» Exercise description
All the data should be repeated exactly. Any image in it is left out.

================================

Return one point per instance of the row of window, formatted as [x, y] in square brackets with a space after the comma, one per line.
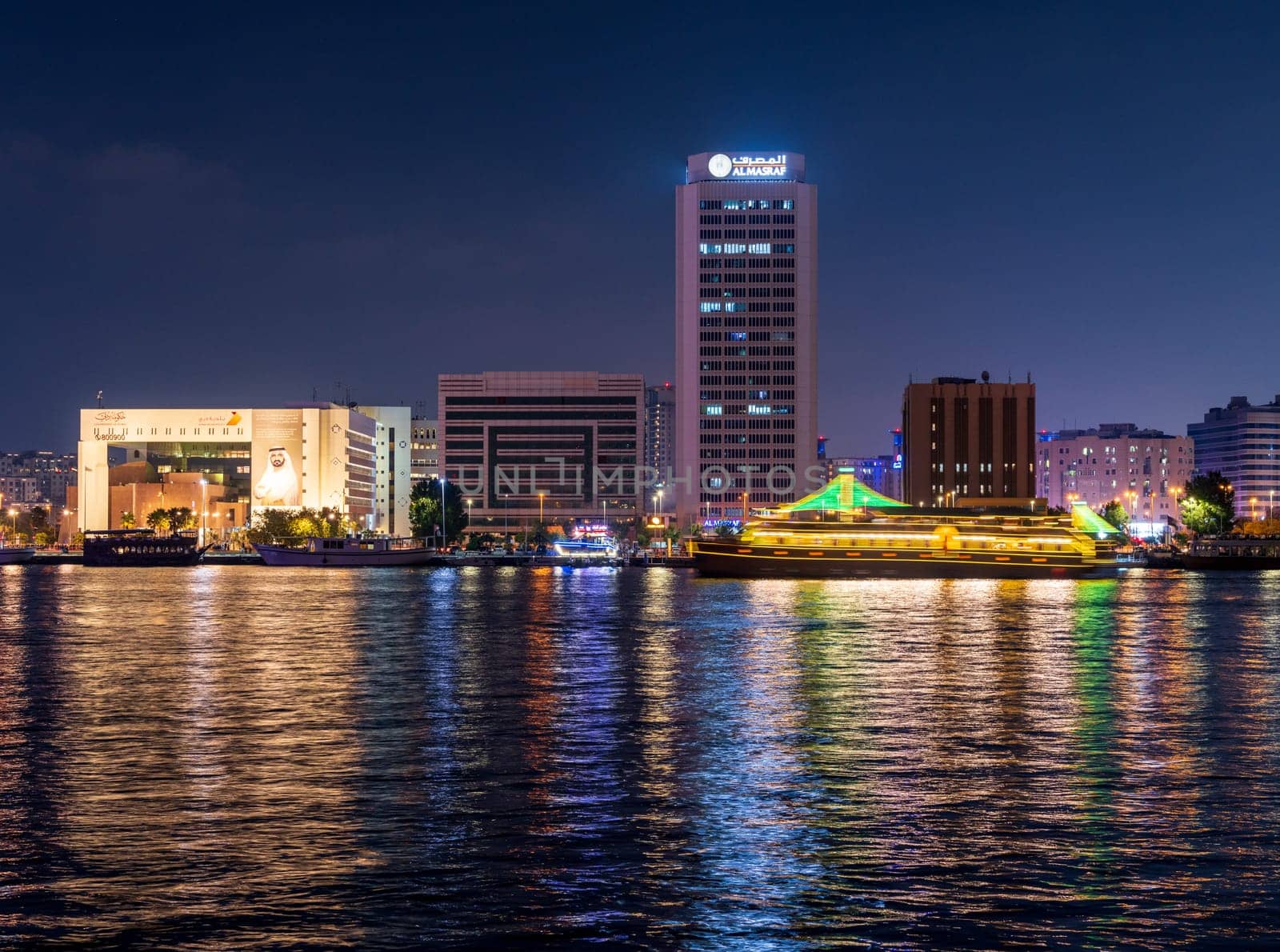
[717, 264]
[755, 380]
[712, 439]
[746, 220]
[753, 249]
[714, 234]
[739, 365]
[748, 394]
[716, 322]
[733, 454]
[748, 335]
[746, 204]
[740, 422]
[749, 409]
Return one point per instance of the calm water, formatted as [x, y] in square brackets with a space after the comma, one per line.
[246, 757]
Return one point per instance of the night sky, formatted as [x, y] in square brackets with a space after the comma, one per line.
[242, 209]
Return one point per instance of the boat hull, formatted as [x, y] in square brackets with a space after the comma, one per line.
[1234, 563]
[746, 561]
[341, 558]
[157, 559]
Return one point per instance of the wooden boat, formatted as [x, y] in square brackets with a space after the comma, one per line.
[14, 554]
[141, 546]
[848, 530]
[1247, 553]
[351, 552]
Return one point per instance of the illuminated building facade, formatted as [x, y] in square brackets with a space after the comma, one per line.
[746, 326]
[881, 474]
[304, 454]
[36, 478]
[1143, 470]
[659, 431]
[392, 482]
[554, 444]
[424, 450]
[966, 439]
[1242, 442]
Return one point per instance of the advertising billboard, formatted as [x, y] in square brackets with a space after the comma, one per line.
[277, 458]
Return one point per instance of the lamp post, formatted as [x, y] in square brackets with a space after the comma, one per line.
[445, 529]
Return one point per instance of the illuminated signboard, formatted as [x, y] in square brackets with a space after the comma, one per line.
[748, 166]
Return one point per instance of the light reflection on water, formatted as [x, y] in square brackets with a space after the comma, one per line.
[268, 757]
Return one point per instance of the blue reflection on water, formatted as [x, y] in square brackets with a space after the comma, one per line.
[272, 757]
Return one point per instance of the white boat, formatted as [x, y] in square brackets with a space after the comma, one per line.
[350, 552]
[14, 555]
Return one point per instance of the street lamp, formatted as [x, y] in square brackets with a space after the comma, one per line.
[445, 529]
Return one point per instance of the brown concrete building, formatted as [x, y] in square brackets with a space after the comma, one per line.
[966, 439]
[543, 444]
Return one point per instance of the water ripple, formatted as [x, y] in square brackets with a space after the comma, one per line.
[260, 758]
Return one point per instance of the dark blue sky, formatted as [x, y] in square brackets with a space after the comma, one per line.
[234, 207]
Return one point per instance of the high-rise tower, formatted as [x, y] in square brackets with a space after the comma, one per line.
[746, 333]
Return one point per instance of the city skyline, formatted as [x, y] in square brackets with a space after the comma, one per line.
[1072, 194]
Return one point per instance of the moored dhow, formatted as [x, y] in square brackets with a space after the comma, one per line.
[141, 546]
[14, 554]
[351, 552]
[848, 530]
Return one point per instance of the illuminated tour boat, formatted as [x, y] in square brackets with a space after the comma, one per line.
[848, 530]
[140, 546]
[14, 554]
[351, 552]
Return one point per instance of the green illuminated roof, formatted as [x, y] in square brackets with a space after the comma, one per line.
[845, 493]
[1088, 521]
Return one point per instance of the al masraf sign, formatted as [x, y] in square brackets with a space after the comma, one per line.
[104, 425]
[721, 166]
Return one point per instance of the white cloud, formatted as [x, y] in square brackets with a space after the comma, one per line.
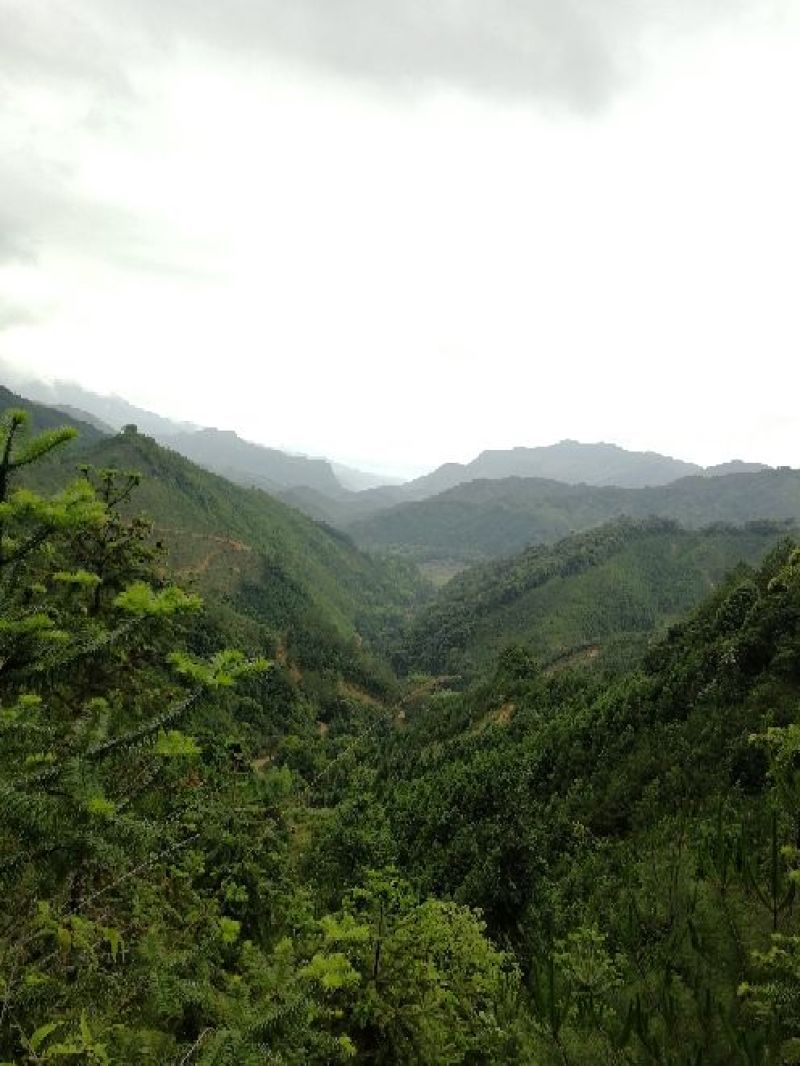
[410, 279]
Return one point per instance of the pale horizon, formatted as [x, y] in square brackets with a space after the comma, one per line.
[400, 246]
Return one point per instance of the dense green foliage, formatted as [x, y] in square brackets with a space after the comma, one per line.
[486, 519]
[228, 835]
[634, 841]
[302, 581]
[595, 597]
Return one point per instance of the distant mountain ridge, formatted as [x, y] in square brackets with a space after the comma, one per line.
[221, 451]
[598, 595]
[340, 495]
[491, 518]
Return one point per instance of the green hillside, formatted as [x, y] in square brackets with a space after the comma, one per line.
[485, 519]
[635, 840]
[48, 418]
[270, 562]
[595, 597]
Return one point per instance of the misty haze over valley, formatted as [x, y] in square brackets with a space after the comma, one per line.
[399, 532]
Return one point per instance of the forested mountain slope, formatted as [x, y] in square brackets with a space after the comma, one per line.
[203, 861]
[269, 561]
[597, 596]
[635, 840]
[485, 519]
[48, 418]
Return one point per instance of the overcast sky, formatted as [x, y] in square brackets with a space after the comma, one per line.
[399, 231]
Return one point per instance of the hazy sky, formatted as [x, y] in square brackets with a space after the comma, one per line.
[399, 231]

================================

» Solution to the problem
Return one point per instance of the row of window, formatted as [x, y] in square brackets with a space after the comma, one per line.
[717, 264]
[755, 380]
[712, 439]
[746, 220]
[753, 249]
[714, 234]
[739, 365]
[748, 394]
[716, 322]
[733, 454]
[748, 335]
[746, 204]
[740, 422]
[749, 409]
Return one point per instance of the calm water, formatted as [x, y] in square brackets with a space after the comma, one per line.
[246, 757]
Return one point per instance of the night sky, formatted as [x, y] in square brackets with a space after the comma, one per line.
[242, 209]
Return one point per instance of the boat hull, formatted as [x, y] in square brackets with a space after the comma, one per line.
[1234, 563]
[746, 561]
[341, 558]
[157, 559]
Return one point per instance of the wooden boat, formatted as [x, y] in square brackets with a space after the comma, one per line.
[14, 554]
[141, 546]
[848, 530]
[1247, 553]
[351, 552]
Return one point per instance of the illuminated building facade, formatted as [x, y] in square brackets with a space after the comma, one per line.
[746, 326]
[881, 474]
[304, 454]
[36, 478]
[1143, 470]
[659, 431]
[392, 482]
[554, 444]
[424, 450]
[966, 439]
[1242, 442]
Return one point per instance of the advertising billboard, formatted as [x, y] in square brackets with a space after the comma, one per line.
[277, 458]
Return one point per instance of the lamp post, formatted as [x, y] in square brackets with a space after the comma, one per line.
[445, 529]
Return one point per instance of the illuminated signboard, formatted as [x, y] in square brackets with a space after the comma, one per line.
[748, 166]
Return one point per instance of the light reflection on water, formatted as [x, y] in square brackets with a space after the comma, one per line.
[268, 757]
Return one point per instance of the blue reflection on water, formatted as [x, y] in square brackets with a space after the comma, one per line.
[272, 757]
Return one point per instance of the white boat, formatted as [x, y] in square brackets with a space after the comma, one per line.
[350, 552]
[14, 555]
Return one point per instance of the street lamp, formatted as [x, y] in square brackets with a space after the comma, one per line.
[445, 529]
Return one point per instance of the brown concrete building, formatted as [x, y] in square brackets with a space after the comma, one per line.
[966, 439]
[543, 444]
Return one point per instance of the water ripple, formatted as [x, y] in square brackets with a space after the comma, one per line.
[260, 758]
Return one point per instance of the dark blue sky, formatted as [x, y] in square brackets with a space after the comma, one per line.
[234, 207]
Return one point per instance of the high-rise tower, formatted as [x, y] in square brackets with a space after the comma, one per line.
[746, 333]
Return one point per instance of the city skyline, formatted as [x, y] in square brackets with a space after the comma, one per line.
[1072, 194]
Return one point per instance of the moored dhow, formatted as [x, y] in square brackets with a space after the comma, one per line.
[141, 546]
[14, 554]
[351, 552]
[848, 530]
Return one point per instance of the illuminated tour boat, formatted as [x, y] in square brackets with a space after the comma, one per line.
[848, 530]
[140, 546]
[14, 554]
[351, 552]
Return one point per instance of the green illuminated roof, formatted as [x, y] in square brackets with a space after the comma, one per line.
[845, 493]
[1088, 521]
Return one point per instance of the al masraf sign, formatted as [x, y] in square brackets with a space after the comma, one per line.
[104, 425]
[721, 166]
Return one point per instance of the white cloud, formatted as [x, y] in square brackets with a space after the comma, one per line.
[410, 279]
Return one point per instance of the pale horizon, formatted as [x, y] in square brackets with a space after the comma, one per line.
[400, 246]
Return one point per instance of the dense green foliage, formatted as [x, y] in square brackets with a space after the comma, one per line.
[486, 519]
[228, 835]
[634, 841]
[302, 581]
[595, 597]
Return one point per instance of the distant mountain ridge, formatted as [x, y] in square brackets with a space after the comma, one per line.
[221, 451]
[598, 595]
[340, 495]
[491, 518]
Return one point per instance of the green hillside, formatted as [x, y] in square brackets with a space after the comma, one per line.
[485, 519]
[635, 840]
[48, 418]
[270, 562]
[595, 597]
Return one point per instance of the misty haze over valley, formatted as [x, y] in square brackets with a space after the comma, one per line.
[399, 532]
Return one point per instance of the forested mountain slope, formatted as [x, y] in square brackets with a space after the comma, one per line.
[203, 861]
[269, 561]
[597, 596]
[635, 840]
[485, 519]
[48, 418]
Return one point per instance of the overcast sky, formatted as [x, y] in square brackets with a space after the comma, one per line.
[399, 231]
Return one point per instance of the hazy sky, formatted as [x, y] in square brackets with a space after the comma, one per line.
[399, 231]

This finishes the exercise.